▸ **WORK ITEM**
What you give back must match the data below character for character.

───── RAW DATA ─────

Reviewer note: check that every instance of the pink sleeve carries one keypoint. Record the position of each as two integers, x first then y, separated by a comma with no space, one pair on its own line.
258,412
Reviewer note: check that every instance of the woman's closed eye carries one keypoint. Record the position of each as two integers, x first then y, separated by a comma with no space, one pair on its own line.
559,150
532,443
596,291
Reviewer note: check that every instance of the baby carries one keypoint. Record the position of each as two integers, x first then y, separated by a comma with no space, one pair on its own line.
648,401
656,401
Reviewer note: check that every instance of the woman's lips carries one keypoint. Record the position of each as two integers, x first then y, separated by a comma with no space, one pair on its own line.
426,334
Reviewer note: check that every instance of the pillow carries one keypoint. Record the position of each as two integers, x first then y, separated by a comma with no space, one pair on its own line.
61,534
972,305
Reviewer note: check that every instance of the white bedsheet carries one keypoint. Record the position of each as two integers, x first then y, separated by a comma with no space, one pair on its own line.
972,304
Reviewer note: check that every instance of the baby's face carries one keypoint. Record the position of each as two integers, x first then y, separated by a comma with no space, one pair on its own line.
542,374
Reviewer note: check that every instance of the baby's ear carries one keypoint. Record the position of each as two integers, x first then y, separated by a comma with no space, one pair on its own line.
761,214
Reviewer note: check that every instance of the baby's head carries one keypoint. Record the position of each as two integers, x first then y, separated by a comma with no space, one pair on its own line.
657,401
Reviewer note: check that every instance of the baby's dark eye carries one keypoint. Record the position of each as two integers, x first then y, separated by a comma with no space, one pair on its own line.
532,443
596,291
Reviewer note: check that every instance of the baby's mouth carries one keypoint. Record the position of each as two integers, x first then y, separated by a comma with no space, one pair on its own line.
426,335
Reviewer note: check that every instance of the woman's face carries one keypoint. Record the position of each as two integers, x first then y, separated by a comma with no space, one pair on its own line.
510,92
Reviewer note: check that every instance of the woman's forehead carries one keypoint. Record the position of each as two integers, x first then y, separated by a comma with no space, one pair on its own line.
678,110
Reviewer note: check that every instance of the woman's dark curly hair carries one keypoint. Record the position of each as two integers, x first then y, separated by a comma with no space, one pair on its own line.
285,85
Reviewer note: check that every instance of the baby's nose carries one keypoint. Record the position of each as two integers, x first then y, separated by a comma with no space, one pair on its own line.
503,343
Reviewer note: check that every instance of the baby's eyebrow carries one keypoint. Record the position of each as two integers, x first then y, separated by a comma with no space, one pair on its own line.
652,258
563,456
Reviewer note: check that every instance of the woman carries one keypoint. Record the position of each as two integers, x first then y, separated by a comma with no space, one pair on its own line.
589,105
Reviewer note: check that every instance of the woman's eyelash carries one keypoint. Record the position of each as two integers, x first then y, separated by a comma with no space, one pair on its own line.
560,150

─────

▸ **YOUR SOLUTION**
Reviewer note: check that every instance of the pink sleeve carries one keypoint. Record the position of each as two integers, x first then y, separated by a comma with no space, one pair on its own line.
258,412
Reviewer note: check that every instance of the woman's closed eye carries one keypoint. Record the position of each as two integers, x first then y, separated by a comma with no space, one pair on its own line.
559,150
532,443
596,291
Reviewer note: check that every instance of the baby carries one keypoint. Record the position of each as two integers, x first then y, separated by a comma with no space, one pair on its own line.
648,401
656,401
Reviewer note: check that every instance of the woman's lips carries one keypoint. Record the position of each as two integers, x first then y, separated by a comma with no space, one pair on its own line.
426,334
Reviewer note: check that every instance of the pillow carries one keypoint. Record the position of each as two integers, x first then y, separated by a comma with no space, one pair on its own line.
61,534
972,305
Reviewer note: check that every instance of the white bedsheet carries one keypoint. Record the position of each as two integers, x first then y, separated by a comma with no space, one pair on its own line.
972,304
Reviewer note: check that every instance of the baby's face carries one keypoint. Record the position of each as two integers, x first then y, separated by a comma with no space, one pair on its own line.
542,374
Reviewer note: check that every instance of the baby's ear carries one keypoint. Record the position of each as two integers, x first then y, separated by a comma with no space, one pair on its own line.
761,214
Reviewer note: check that every instance of the baby's head carries one keypoint. Record the position of each as two integers, x first then y, separated by a comma with no space, one pair on its own line.
657,401
Reviewer note: check that every instance of the baby's dark eye carries one keypoint. Record the position of each as two integers, x first then y, separated by a comma with no space, one pair on its own line.
532,443
596,291
Reviewer note: check that every instance of the baby's mouth carries one keypoint. Record the position of each as two integers, x first then y, separated by a comma with no space, one pair on its own line.
426,335
Reviewer note: check that every instance of the woman's face carries one keypoint. Record the position of each as two integers, x first then y, separated by a comma with no space, one pair on its own line.
510,92
Reviewer note: check that every instance of the woman's forehead carries one keypoint. Record the position of each as two integers, x first then y, separated by a comma with no space, one pair on its own line.
678,110
Reviewer note: check that every instance of the woman's dark curly hair carries one keypoint. Record the position of each as two integers, x first then y, separated by a comma with no space, one pair on its own line.
285,85
Reviewer note: check that every instance of the baby's nose carries one keypoint. Record the position of each as two integers, x first then y, separated by a comma with no space, one pair on its own line.
503,343
Reviewer note: check that every instance of the baby's eyebrow carries one keypoint. Record the position of each as two integers, x first then y, separated by a comma with no space, one pair on its own line.
652,258
563,456
Reviewer note: check that every instance of the woman carries one keypoint. Record the position of each as two integers, x first then y, separated by a comma with no space, one pair on its own line.
589,105
Reviewer note: check that every instance of the woman's eyelash carries one keypoint. Record the position of each as two integers, x first then y, separated by a comma with no space, one pair on its own line.
560,150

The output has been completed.